Dataset entries
## Begin

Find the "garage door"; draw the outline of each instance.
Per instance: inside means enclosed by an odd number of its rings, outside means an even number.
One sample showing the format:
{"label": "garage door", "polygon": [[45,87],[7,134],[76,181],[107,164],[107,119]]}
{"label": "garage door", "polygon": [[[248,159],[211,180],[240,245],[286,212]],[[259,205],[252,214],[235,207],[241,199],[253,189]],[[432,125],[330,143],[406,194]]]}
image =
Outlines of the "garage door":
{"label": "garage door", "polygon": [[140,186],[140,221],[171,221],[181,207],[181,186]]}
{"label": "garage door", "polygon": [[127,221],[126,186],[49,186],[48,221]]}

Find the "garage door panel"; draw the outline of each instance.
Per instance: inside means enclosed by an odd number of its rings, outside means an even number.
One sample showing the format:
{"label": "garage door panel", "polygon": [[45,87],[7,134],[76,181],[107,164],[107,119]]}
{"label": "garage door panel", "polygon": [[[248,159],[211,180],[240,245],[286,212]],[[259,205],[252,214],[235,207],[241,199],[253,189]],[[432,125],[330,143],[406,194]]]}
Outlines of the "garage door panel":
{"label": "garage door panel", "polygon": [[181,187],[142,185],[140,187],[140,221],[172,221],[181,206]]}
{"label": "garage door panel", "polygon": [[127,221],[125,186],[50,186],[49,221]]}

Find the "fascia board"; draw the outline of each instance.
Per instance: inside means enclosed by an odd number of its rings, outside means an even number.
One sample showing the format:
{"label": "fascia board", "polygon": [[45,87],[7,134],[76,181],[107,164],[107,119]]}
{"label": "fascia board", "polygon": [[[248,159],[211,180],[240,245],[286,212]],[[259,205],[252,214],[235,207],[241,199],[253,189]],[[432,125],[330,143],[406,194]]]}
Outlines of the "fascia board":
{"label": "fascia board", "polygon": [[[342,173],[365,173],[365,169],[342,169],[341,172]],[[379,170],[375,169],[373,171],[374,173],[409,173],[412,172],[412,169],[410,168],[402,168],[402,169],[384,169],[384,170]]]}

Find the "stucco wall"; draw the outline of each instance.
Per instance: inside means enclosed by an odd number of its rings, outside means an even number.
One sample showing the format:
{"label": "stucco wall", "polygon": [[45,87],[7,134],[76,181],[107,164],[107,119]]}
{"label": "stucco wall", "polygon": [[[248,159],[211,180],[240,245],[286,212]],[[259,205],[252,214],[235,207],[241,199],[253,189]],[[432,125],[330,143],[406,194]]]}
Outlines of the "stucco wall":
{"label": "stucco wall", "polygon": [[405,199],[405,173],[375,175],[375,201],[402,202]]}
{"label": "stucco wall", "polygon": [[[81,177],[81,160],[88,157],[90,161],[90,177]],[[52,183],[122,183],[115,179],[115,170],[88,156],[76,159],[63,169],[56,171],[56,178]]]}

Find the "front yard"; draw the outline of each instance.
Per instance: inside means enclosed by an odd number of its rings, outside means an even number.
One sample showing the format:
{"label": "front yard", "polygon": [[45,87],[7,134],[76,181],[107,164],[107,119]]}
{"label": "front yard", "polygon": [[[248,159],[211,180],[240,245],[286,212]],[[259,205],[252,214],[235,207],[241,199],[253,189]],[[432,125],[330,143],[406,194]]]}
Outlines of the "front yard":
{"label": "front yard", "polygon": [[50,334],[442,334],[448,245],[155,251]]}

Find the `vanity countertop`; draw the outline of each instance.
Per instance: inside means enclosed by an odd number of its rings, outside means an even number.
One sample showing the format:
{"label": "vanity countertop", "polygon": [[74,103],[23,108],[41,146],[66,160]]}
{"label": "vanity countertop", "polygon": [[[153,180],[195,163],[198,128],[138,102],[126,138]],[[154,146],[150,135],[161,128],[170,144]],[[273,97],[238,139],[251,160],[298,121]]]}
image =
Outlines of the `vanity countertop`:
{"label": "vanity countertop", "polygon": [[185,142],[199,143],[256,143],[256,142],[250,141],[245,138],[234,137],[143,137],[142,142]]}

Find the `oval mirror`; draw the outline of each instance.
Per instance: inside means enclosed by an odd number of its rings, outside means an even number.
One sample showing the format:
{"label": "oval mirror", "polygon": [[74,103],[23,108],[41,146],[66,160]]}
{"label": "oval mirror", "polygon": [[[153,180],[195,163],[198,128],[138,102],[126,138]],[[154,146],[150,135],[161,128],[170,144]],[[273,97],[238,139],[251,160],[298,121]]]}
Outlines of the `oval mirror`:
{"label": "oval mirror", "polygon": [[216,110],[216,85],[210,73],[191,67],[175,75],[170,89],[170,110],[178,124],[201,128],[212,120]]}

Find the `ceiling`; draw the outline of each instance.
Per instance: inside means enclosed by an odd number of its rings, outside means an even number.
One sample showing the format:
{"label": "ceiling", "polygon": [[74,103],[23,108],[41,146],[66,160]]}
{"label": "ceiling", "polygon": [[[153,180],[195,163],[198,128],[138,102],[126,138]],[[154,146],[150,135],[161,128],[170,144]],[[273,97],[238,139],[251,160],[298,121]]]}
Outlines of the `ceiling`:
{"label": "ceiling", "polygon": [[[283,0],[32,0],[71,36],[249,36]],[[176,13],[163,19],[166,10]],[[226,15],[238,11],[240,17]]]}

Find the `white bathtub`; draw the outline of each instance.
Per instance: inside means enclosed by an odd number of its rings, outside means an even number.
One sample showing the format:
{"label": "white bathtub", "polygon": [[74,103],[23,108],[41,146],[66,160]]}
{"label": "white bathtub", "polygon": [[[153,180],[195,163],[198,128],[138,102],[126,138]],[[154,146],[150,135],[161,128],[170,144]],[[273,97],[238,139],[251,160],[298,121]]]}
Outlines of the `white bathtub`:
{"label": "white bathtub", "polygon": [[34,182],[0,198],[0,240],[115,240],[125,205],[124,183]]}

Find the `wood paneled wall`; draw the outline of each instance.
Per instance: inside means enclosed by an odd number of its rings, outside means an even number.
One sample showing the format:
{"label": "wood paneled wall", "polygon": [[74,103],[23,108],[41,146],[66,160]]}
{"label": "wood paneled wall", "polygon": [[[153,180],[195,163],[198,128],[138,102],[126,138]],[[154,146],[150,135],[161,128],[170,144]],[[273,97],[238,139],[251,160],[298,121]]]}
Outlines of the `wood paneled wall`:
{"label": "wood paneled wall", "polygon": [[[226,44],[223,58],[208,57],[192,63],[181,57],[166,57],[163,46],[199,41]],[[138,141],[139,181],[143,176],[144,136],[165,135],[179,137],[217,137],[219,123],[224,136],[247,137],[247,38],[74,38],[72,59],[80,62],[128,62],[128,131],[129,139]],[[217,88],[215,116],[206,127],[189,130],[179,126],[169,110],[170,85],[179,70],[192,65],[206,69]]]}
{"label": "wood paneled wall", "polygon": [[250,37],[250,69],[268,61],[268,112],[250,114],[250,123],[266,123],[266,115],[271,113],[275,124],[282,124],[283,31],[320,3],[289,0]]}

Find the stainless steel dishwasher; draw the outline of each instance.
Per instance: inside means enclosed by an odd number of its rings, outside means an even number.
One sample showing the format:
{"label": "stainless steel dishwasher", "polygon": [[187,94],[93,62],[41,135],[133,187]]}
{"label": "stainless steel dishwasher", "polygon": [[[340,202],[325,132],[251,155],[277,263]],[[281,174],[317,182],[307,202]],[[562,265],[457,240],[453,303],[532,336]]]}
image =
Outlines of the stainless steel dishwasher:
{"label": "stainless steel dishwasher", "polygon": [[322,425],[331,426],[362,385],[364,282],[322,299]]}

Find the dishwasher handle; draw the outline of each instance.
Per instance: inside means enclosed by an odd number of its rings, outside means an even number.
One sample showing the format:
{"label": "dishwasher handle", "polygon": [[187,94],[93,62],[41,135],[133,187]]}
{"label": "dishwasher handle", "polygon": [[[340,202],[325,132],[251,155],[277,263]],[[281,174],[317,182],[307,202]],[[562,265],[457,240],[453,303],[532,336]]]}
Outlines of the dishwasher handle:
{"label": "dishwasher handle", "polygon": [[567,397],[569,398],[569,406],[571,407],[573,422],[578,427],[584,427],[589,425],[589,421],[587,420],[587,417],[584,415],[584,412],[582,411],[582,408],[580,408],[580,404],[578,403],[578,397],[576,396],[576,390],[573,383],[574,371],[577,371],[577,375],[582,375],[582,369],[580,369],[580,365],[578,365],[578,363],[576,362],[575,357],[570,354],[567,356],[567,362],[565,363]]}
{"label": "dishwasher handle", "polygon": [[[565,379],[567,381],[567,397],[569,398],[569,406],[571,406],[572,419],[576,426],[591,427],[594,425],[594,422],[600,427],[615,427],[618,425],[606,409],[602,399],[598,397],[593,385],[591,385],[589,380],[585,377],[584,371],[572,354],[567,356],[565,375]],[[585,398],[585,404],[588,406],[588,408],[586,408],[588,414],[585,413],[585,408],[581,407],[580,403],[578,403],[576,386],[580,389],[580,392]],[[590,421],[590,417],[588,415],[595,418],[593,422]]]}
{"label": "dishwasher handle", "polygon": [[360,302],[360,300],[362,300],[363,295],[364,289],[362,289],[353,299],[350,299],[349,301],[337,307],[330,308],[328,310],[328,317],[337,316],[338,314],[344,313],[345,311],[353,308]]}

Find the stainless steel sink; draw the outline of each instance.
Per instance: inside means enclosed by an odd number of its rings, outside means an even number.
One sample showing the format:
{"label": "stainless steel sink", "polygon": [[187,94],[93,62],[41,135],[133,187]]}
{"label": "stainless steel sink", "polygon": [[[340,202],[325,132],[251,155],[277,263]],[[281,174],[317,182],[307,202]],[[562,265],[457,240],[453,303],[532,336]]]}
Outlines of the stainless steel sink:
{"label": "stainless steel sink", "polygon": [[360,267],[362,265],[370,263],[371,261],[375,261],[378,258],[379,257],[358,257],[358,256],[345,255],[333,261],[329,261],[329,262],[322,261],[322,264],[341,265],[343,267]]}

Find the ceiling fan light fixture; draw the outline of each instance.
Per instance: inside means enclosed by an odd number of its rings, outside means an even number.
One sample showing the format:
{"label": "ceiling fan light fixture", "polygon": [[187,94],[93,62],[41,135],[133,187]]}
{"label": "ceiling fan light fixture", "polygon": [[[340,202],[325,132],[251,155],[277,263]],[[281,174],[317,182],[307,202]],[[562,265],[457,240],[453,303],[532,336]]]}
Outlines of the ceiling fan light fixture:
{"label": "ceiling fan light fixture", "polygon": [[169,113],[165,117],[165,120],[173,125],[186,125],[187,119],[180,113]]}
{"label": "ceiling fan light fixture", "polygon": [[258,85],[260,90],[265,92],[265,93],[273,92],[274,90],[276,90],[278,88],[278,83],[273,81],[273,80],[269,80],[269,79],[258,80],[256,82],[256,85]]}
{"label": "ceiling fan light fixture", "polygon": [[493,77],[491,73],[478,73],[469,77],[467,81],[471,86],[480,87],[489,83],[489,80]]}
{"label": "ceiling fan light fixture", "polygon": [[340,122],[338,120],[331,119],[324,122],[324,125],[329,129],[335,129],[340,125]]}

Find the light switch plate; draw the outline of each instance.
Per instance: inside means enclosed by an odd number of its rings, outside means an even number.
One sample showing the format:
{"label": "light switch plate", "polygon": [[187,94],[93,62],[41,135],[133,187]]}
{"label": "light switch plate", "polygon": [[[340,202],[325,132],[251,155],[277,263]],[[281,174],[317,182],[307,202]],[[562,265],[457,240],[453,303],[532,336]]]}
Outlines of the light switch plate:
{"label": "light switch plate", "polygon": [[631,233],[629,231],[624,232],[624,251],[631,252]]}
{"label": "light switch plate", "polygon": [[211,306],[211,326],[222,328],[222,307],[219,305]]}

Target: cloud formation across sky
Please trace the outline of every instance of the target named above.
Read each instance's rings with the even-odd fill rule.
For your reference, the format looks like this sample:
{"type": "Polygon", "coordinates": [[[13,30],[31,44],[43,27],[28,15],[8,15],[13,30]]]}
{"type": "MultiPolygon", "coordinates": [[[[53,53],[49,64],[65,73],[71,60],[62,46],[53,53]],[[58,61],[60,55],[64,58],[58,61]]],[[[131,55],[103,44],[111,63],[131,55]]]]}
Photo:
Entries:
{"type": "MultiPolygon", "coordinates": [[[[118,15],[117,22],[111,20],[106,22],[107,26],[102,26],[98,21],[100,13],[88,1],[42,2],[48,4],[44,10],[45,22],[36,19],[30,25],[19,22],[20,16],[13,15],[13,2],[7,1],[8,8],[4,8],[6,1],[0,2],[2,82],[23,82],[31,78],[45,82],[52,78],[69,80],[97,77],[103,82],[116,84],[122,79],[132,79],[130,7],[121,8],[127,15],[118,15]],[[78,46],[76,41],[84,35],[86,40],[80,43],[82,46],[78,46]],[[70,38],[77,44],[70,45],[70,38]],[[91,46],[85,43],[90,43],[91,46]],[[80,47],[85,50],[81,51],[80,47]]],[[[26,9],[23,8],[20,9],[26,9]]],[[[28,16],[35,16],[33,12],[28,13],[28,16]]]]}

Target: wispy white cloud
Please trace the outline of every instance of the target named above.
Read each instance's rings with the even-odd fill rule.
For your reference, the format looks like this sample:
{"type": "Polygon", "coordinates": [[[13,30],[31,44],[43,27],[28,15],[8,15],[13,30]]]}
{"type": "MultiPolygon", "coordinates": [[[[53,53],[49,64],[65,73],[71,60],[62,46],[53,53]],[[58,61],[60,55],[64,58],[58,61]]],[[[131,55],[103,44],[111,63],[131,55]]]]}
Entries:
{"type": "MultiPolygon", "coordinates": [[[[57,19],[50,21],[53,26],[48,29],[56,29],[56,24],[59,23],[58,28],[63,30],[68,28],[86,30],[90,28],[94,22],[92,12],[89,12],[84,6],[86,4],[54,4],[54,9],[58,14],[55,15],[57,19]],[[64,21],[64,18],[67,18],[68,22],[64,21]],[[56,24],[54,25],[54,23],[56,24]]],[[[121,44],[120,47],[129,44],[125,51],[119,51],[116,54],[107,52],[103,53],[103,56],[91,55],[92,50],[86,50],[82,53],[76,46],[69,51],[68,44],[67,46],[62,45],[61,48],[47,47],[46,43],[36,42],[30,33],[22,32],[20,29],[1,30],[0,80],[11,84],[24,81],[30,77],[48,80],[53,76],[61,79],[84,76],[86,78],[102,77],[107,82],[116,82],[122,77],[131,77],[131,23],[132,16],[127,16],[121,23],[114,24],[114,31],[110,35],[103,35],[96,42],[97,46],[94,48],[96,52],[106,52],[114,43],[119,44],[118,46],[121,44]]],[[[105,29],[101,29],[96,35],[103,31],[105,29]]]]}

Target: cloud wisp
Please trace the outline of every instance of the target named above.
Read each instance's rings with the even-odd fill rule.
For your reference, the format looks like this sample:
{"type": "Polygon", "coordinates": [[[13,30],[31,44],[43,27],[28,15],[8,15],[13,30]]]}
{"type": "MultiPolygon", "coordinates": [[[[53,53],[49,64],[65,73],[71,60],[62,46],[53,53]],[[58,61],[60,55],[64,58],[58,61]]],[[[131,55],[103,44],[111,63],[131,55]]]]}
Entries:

## End

→ **The task**
Please copy out every line above that contains the word "sink".

→ **Expected output**
Find the stainless steel sink; draw the outline of each instance.
{"label": "stainless steel sink", "polygon": [[187,94],[93,62],[41,135],[133,187]]}
{"label": "stainless steel sink", "polygon": [[[340,202],[325,132],[251,155],[277,263]],[[281,174],[317,182],[307,202]],[[562,265],[457,240],[453,303],[532,336]]]}
Outlines of the stainless steel sink:
{"label": "stainless steel sink", "polygon": [[360,267],[362,265],[370,263],[371,261],[375,261],[378,258],[379,257],[358,257],[358,256],[345,255],[333,261],[329,261],[329,262],[322,261],[322,264],[341,265],[343,267]]}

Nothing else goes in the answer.